Did you know: Dandelion (Taraxacum officinale)

DSCN8514This week we’re looking for amazing facts about the humble dandelion… one of our most widespread and successful wildflowers.

(For more info on the dandelion check out the species profile on this website)

Did you know?:

  • Every part of the dandelion is edible. Young leaves make an excellent salad and can also be used as a green vegetable. Dried leaves are a common ingredient in many digestive and herbal drinks and are used for making herb-beer, including a dandelion stout. The flowers can be made into dandelion wine, which has a reputation as an excellent tonic, and the dried roots, when roasted and ground, make an effective natural substitute for coffee.
  • “The little flame of God” or “the flower of Saint Bride” are colloquial Irish names for the dandelion stemming from the bloom’s association with St Bridget.

════════

_QUESTIONS_
a) Answer these questions from the dandelion facts:
(i) What can the flowers be made into?
(ii) For what drink can the roasted, ground dried roots substitute?
(iii) With which saint is the bloom associated in its colloquial Irish names?
b) Decide whether each statement agrees with the dandelion facts, and quote the words that decide it.
(i) Only the leaves and flowers of the dandelion are edible.
(ii) Dried dandelion leaves are used for making herb-beer.
(iii) The dandelion is described as a rare wildflower.

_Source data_
════════

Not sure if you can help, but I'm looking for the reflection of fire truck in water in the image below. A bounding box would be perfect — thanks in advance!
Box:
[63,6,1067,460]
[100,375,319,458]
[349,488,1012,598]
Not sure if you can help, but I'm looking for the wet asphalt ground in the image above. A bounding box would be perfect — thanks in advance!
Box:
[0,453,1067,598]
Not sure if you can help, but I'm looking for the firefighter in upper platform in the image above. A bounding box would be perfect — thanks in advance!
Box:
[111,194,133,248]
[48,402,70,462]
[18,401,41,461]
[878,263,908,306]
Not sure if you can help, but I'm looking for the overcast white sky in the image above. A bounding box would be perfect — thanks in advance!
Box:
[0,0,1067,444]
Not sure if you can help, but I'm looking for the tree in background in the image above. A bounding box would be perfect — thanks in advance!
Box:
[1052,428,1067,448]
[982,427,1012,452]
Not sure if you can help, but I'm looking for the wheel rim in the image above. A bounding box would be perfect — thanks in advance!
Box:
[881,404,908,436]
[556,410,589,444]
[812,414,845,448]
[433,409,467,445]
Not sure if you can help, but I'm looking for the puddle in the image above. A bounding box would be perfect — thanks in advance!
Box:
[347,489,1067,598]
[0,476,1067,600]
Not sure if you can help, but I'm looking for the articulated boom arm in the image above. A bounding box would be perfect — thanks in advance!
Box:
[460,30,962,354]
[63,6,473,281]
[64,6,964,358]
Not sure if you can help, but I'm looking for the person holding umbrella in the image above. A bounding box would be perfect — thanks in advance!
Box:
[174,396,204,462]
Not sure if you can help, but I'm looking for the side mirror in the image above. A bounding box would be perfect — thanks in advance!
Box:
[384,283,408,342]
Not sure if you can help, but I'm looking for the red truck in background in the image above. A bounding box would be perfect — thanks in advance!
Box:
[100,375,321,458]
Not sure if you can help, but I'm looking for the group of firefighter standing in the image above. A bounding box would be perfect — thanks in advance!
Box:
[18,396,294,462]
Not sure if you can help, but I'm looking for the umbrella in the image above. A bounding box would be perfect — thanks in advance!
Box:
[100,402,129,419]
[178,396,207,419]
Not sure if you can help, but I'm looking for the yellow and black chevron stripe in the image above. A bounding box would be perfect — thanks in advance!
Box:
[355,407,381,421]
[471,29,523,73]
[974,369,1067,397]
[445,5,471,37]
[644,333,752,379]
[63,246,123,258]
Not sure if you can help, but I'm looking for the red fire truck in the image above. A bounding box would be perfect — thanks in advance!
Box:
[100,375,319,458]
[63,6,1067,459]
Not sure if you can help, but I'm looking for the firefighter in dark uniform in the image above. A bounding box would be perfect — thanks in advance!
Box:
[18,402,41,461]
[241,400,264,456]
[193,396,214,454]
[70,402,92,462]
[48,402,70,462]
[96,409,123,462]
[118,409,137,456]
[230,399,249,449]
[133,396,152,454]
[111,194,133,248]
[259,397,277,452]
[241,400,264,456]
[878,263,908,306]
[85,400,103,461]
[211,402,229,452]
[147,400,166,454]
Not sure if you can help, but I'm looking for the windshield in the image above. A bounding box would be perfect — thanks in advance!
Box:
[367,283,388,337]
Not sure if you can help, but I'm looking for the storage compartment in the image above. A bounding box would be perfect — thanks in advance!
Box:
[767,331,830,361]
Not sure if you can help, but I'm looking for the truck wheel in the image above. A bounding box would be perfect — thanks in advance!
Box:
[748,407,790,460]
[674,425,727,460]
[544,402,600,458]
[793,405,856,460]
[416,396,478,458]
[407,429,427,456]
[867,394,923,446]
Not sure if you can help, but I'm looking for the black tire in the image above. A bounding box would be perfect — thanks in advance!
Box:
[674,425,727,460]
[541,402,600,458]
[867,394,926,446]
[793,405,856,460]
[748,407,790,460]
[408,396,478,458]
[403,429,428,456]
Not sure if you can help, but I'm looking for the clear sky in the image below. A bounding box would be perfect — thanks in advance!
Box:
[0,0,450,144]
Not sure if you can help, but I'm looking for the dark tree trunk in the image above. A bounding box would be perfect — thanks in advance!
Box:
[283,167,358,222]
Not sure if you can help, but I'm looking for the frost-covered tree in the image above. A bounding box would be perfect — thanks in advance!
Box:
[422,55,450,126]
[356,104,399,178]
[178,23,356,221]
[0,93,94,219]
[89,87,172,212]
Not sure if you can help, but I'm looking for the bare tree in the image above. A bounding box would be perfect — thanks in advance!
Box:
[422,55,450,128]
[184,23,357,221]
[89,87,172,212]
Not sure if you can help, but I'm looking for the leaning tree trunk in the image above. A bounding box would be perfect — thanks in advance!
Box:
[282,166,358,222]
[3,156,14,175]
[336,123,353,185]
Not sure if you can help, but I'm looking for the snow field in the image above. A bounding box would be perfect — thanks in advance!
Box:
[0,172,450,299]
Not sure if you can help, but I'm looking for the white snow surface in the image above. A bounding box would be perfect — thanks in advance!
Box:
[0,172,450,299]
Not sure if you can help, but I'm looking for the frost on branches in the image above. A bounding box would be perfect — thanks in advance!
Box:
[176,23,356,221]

════════

_ANSWERS BY ITEM NUMBER_
a)
(i) Dandelion wine.
(ii) Coffee.
(iii) St Bridget.

b)
(i) No: "Every part of the dandelion is edible."
(ii) Yes: "Dried leaves are a common ingredient in many digestive and herbal drinks and are used for making herb-beer"
(iii) No: "one of our most widespread and successful wildflowers"